-------- DATA RECORDS

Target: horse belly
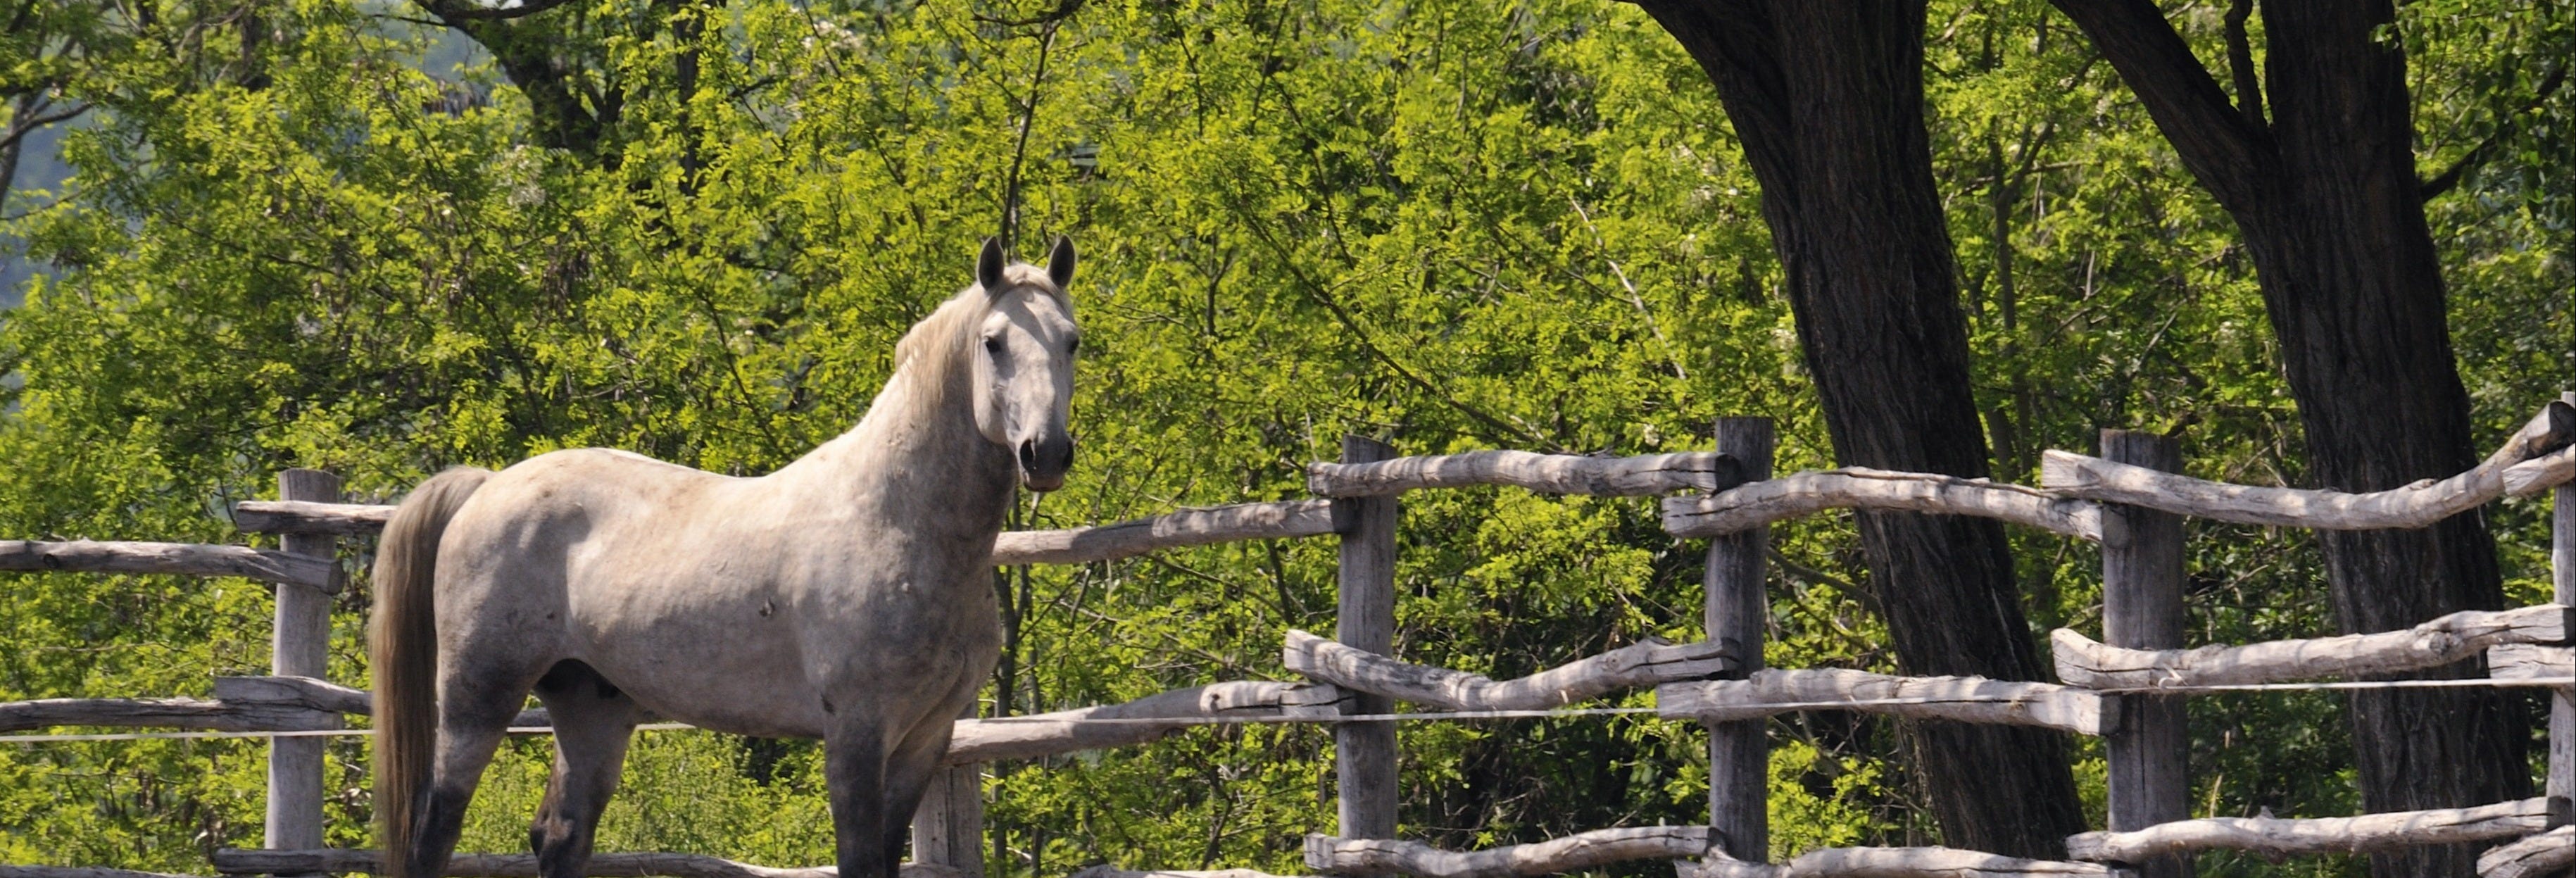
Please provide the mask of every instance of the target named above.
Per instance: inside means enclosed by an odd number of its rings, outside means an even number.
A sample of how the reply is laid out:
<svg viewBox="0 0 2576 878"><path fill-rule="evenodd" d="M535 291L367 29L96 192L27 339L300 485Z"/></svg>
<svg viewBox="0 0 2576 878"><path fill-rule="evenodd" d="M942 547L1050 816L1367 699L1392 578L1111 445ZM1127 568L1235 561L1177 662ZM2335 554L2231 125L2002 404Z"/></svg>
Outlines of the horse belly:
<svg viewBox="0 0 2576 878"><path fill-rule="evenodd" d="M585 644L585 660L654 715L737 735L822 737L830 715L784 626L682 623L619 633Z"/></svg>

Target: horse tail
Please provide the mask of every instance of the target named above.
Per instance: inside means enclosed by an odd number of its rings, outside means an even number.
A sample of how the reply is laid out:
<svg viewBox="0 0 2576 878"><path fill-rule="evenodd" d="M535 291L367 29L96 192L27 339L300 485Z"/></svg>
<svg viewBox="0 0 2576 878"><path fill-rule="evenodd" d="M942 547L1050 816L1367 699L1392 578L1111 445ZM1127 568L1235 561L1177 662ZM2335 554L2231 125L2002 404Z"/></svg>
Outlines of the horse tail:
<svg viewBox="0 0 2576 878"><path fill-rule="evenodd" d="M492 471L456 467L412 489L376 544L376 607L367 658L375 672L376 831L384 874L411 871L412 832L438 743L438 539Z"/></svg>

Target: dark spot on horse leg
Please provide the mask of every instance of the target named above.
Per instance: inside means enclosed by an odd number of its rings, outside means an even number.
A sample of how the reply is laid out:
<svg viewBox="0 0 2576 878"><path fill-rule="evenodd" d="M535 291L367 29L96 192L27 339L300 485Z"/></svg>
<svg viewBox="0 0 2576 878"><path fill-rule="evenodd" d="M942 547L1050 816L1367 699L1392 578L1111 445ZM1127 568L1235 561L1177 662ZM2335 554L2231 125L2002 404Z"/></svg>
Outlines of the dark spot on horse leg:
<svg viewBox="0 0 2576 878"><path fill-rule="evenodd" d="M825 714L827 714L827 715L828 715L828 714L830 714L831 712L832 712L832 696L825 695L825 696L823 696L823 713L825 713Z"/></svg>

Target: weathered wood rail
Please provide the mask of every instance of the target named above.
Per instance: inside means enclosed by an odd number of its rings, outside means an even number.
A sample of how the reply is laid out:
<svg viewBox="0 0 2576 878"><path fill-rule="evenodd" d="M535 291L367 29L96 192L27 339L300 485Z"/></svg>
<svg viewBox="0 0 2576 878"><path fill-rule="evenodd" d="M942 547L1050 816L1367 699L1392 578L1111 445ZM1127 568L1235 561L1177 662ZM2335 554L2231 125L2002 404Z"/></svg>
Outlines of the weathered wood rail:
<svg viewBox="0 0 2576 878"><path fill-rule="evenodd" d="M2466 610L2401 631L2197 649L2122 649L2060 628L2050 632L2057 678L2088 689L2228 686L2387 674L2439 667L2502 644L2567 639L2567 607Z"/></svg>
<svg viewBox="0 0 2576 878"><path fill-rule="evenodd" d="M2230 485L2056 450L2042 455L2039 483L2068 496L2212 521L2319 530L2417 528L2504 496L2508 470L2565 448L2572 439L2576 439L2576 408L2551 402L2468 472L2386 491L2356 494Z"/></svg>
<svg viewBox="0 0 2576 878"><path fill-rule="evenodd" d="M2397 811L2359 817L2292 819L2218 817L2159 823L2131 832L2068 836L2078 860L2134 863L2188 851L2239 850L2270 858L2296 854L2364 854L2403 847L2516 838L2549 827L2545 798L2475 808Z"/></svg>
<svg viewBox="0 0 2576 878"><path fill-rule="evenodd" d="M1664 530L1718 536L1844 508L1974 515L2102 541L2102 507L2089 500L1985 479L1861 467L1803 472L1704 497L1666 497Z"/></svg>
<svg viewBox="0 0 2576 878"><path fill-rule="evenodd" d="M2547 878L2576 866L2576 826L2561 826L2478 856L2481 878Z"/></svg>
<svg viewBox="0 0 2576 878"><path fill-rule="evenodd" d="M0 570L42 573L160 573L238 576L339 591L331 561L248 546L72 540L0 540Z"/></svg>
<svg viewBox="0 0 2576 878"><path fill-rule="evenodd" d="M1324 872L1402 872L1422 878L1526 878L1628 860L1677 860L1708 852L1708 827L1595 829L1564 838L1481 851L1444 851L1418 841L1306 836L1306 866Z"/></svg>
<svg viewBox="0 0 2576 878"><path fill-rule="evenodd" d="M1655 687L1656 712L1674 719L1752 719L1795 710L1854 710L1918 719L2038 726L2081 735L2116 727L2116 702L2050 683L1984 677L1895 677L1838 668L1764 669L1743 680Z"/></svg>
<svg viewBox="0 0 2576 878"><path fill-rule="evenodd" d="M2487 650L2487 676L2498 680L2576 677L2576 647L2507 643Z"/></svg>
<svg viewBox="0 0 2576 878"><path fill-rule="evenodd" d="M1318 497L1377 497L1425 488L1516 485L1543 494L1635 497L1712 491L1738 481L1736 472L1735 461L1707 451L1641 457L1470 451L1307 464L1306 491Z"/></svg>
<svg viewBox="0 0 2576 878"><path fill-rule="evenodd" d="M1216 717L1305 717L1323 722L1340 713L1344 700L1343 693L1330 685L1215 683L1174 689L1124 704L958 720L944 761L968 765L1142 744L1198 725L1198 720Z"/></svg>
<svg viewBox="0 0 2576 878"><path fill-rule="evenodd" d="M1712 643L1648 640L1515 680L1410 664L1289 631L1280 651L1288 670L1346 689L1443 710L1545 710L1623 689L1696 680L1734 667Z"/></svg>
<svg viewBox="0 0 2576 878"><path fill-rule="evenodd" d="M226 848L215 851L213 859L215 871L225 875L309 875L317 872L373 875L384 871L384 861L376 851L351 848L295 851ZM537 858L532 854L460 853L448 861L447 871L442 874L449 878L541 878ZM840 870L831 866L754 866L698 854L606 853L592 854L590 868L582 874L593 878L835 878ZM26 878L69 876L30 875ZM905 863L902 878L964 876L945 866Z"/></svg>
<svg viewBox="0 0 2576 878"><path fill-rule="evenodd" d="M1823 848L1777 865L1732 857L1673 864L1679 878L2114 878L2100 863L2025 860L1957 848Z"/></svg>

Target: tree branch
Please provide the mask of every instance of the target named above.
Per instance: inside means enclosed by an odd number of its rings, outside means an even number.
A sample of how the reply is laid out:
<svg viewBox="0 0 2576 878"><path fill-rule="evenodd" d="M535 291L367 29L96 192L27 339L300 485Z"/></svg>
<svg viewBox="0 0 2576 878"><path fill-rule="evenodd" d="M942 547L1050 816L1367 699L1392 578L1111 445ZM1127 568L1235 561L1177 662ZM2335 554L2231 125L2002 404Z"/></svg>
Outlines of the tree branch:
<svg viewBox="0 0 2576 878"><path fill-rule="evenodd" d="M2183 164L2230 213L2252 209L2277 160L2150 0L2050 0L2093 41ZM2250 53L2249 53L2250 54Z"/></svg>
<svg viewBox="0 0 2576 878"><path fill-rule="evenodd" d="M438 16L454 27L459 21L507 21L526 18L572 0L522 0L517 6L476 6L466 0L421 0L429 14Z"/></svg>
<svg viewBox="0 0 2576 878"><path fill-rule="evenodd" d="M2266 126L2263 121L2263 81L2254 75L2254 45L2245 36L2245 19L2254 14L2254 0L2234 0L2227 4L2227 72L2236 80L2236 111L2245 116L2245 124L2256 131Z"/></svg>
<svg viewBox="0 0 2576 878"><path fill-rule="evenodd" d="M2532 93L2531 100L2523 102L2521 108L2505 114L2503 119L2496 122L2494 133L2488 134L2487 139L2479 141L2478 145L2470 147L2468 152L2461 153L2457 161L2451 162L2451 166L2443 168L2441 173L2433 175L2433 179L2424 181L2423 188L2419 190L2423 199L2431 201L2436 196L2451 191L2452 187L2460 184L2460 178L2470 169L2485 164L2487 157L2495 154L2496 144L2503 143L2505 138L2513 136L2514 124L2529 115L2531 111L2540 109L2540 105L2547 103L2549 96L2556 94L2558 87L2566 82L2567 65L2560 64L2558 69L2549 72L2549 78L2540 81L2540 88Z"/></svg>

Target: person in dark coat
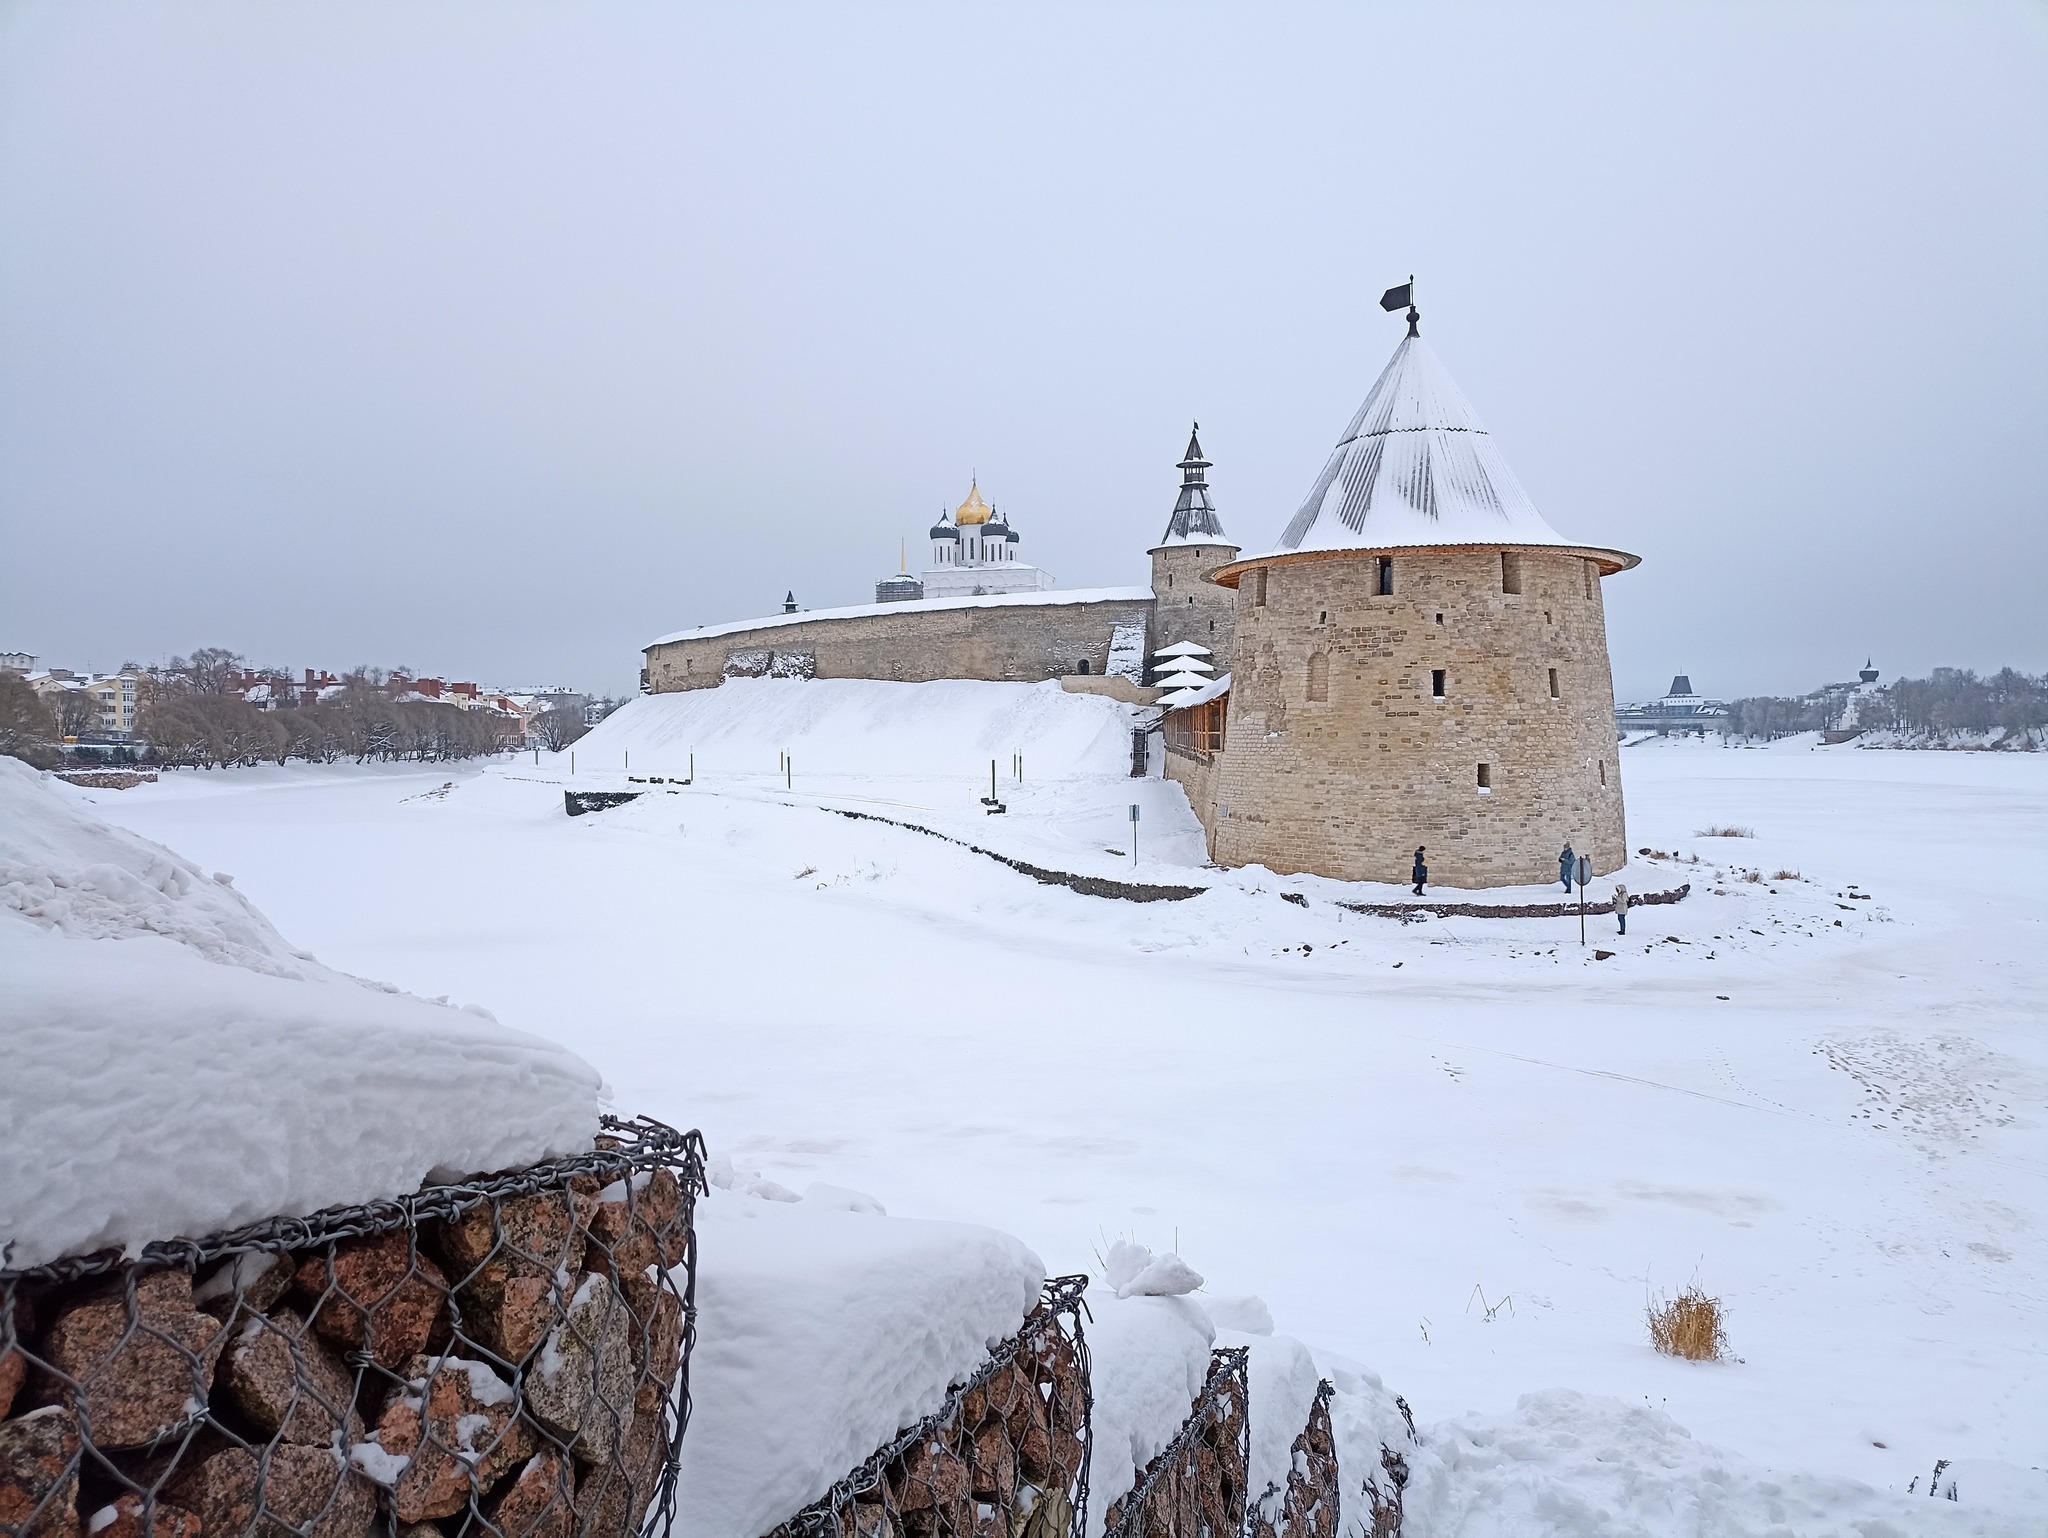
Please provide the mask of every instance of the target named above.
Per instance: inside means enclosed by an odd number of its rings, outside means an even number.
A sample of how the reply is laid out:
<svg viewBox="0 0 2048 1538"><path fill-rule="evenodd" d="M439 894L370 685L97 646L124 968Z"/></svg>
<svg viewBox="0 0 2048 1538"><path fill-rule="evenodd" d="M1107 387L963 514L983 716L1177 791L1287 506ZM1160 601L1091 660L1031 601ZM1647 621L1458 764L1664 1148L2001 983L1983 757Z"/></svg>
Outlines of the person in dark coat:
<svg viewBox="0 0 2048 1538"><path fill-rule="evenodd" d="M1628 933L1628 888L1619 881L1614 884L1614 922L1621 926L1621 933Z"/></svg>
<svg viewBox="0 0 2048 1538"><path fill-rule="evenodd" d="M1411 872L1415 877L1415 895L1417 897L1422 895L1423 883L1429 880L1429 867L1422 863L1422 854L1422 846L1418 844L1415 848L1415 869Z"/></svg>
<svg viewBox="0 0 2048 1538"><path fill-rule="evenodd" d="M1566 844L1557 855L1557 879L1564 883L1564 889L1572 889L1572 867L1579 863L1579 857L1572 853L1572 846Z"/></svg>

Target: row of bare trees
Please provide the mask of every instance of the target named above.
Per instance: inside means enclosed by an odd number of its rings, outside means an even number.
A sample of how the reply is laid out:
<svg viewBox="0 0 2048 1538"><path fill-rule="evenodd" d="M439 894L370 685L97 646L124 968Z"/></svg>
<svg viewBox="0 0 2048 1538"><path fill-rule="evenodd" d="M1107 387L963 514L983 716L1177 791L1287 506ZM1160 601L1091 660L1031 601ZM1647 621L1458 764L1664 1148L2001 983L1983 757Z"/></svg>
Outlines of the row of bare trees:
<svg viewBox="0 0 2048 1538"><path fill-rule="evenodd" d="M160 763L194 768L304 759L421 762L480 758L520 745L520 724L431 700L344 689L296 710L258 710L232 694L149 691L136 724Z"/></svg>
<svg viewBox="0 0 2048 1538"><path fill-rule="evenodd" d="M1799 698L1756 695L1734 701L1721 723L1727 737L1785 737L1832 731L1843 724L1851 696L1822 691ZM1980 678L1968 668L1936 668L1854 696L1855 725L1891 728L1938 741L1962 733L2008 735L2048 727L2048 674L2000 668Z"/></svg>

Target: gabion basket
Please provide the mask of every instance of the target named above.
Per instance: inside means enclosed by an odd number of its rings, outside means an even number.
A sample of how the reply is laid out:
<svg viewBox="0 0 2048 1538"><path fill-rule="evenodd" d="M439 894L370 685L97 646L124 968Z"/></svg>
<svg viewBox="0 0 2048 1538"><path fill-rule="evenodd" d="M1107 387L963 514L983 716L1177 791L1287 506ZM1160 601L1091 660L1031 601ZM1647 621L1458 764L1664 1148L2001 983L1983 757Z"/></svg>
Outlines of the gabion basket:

----------------

HOW TO COMPLETE THIS TASK: In the data, how many lines include the string "basket"? Reply with only that number.

EXERCISE ANSWER: 2